>>>>

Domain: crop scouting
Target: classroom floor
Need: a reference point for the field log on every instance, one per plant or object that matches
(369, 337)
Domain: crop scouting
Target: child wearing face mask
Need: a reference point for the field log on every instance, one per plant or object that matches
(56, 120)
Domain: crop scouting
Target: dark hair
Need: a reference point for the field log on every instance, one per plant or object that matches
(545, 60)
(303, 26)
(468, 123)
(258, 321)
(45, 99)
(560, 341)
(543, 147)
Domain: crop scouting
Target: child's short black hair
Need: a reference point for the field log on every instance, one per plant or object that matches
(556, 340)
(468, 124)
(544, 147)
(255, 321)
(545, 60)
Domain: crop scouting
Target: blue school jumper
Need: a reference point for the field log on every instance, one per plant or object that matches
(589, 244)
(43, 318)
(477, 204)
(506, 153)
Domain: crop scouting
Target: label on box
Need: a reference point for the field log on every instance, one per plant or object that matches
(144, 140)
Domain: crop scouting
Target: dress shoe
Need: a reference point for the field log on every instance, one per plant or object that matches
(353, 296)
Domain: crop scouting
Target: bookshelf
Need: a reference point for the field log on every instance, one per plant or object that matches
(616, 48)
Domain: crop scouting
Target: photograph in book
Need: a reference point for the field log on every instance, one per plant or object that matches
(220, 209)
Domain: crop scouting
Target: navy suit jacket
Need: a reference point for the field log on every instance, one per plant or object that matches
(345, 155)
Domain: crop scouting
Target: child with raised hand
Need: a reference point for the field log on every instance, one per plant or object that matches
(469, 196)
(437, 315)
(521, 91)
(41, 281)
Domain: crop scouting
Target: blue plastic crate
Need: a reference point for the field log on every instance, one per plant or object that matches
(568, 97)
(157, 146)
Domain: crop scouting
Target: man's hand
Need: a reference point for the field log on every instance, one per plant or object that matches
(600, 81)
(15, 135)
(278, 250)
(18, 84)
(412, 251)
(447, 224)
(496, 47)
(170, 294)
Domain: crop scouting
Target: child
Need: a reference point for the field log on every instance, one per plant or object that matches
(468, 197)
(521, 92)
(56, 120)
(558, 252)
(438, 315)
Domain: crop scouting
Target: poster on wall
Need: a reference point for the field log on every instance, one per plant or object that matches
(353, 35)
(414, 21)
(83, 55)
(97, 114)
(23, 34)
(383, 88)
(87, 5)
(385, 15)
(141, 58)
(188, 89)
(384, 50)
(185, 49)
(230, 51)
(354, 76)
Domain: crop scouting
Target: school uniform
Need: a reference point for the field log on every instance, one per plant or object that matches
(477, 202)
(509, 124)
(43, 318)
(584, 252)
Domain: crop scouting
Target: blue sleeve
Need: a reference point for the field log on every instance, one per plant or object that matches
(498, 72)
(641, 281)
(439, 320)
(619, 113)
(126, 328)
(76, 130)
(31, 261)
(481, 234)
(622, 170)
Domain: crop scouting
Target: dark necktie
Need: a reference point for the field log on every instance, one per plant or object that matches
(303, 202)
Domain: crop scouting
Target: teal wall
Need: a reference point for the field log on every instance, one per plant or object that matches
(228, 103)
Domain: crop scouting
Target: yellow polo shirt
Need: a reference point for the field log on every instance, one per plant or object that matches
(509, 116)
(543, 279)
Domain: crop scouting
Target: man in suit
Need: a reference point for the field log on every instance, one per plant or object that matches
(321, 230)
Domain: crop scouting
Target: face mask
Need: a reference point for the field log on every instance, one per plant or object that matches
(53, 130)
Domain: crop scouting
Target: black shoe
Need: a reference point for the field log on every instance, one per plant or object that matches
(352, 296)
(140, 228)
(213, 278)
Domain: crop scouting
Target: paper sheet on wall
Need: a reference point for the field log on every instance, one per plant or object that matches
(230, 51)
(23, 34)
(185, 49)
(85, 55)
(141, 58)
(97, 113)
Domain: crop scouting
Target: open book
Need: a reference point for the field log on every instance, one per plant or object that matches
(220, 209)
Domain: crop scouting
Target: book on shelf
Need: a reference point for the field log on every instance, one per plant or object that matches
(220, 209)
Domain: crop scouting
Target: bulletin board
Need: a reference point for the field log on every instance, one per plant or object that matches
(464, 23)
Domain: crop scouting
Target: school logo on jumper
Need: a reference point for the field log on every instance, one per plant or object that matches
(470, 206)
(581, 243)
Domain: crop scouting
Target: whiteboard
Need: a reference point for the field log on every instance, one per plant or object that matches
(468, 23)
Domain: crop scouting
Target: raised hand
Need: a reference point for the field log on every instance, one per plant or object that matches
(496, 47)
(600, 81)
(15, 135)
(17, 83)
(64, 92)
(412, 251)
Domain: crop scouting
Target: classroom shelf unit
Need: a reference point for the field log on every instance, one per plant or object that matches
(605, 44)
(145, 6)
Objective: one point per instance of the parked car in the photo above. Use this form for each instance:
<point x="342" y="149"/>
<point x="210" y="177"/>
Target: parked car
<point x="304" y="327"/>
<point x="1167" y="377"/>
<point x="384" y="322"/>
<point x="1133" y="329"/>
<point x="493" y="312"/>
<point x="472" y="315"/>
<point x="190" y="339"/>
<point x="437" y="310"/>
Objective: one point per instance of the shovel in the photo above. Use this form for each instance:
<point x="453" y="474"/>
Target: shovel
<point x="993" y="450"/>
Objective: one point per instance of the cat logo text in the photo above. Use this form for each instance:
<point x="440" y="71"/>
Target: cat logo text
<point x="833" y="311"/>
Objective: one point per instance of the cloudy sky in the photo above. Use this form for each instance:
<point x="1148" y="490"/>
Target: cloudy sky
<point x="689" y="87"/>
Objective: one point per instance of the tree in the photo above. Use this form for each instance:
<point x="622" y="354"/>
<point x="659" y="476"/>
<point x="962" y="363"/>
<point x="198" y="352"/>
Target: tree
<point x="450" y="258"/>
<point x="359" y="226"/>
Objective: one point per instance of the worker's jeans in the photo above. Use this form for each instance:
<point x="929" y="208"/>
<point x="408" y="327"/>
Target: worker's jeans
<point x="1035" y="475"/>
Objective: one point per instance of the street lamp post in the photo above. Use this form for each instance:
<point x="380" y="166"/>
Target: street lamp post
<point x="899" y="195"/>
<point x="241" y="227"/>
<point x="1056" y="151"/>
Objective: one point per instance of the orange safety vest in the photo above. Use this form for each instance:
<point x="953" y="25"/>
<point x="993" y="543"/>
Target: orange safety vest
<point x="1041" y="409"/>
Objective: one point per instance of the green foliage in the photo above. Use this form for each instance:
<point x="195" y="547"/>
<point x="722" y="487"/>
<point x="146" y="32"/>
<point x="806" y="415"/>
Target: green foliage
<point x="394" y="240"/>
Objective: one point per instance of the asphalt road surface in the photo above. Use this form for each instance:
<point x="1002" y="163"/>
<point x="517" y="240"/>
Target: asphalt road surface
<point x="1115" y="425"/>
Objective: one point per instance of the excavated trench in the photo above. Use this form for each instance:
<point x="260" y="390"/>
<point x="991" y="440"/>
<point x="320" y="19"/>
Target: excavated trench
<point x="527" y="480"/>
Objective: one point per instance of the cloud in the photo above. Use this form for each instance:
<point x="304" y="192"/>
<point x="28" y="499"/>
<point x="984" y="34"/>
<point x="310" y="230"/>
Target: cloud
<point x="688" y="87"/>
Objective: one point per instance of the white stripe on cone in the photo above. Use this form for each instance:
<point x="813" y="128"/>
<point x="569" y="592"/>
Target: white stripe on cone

<<<<

What you have to do
Go through the records and count the lines that include the string "suit"; state that number alone.

Answer space
2